> DOCUMENT PASSAGE:
(begin)

I went to a concert at Southland last night. Only a handful of us were there as a band called Starlume played. We are good at having fun, and that's exactly what I needed. Going in, I prayed that God would make me laugh. I went in and met three or four new girls, talked to the bass player from the band, listened to bad karaoke performed by funny post college guys. I ended up "dancing" at the end of the night (think forty college students doing cupid's shuffle). My stomach hurt from laughing when all was said and done. And I drove away wishing it had all lasted a little longer.
I'm home now. Trying to think of the best way to put my emotions into words.
My thoughts, my beliefs, my perception.
Most of the time I know what it is I am looking for.
But tonight, none of that feels right.
It is almost three o'clock in the morning. And my head is spinning in a direction that really pisses me off. A head spin like this usually turns into a tail spin, which causes me to dive directly into some massive change. Some unreal amounts of discomfort and transformation. An unsettled dizziness, and I feel it tonight.
Some of you don't believe in soul mates. You believe in love. And you believe in destiny. But you don't believe the two are linked. The world has botched the true meaning of this phrase. Overused the expression "a match made in heaven". Circumstances have jaded us, twisted our concepts of love and forever and "meant to be" until we are not really sure what we believe about it anymore. If we believe anything about it at all.

(end)

> SOURCE MATERIAL:
(begin)

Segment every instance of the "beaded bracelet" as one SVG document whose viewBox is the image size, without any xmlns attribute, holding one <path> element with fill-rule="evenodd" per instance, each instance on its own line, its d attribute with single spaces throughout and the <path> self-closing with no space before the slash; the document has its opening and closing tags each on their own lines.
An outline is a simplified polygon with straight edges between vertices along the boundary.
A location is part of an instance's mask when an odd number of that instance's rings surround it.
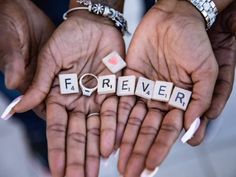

(end)

> AIM OF THE EXERCISE: Could you continue the journal entry about the concert night from its last sentence? The material stands apart from the journal entry about the concert night.

> RESPONSE TO THIS EXERCISE:
I've wrestled with that. With setting my standards high, with knowing love and losing it, with wondering if, perhaps, I've gotten it all wrong. Again.
Maybe I have.
But tonight... I know that there must be something else. An essential factor. Something organic. Something chemical. Something spiritual. Something on a deeper level than physical attraction and "rightness".
I sat across from him tonight. He has a nice face, a good personality. He makes me laugh. He likes to travel. He wants a big family. He likes my music and my friends. He really likes me. I can tell. As far as relationship requirements go... he's passing the course. I left tonight and got this very clear sense that, if given the chance, he would be good to me.
But something is missing. And I wracked my brain as I talked with him, wondering what is wrong with me that I just cannot be pleased. Conclusion: there is nothing wrong with me. And nothing wrong with him. But that organic component, that connection between the souls, just does not exist there.
Anyway.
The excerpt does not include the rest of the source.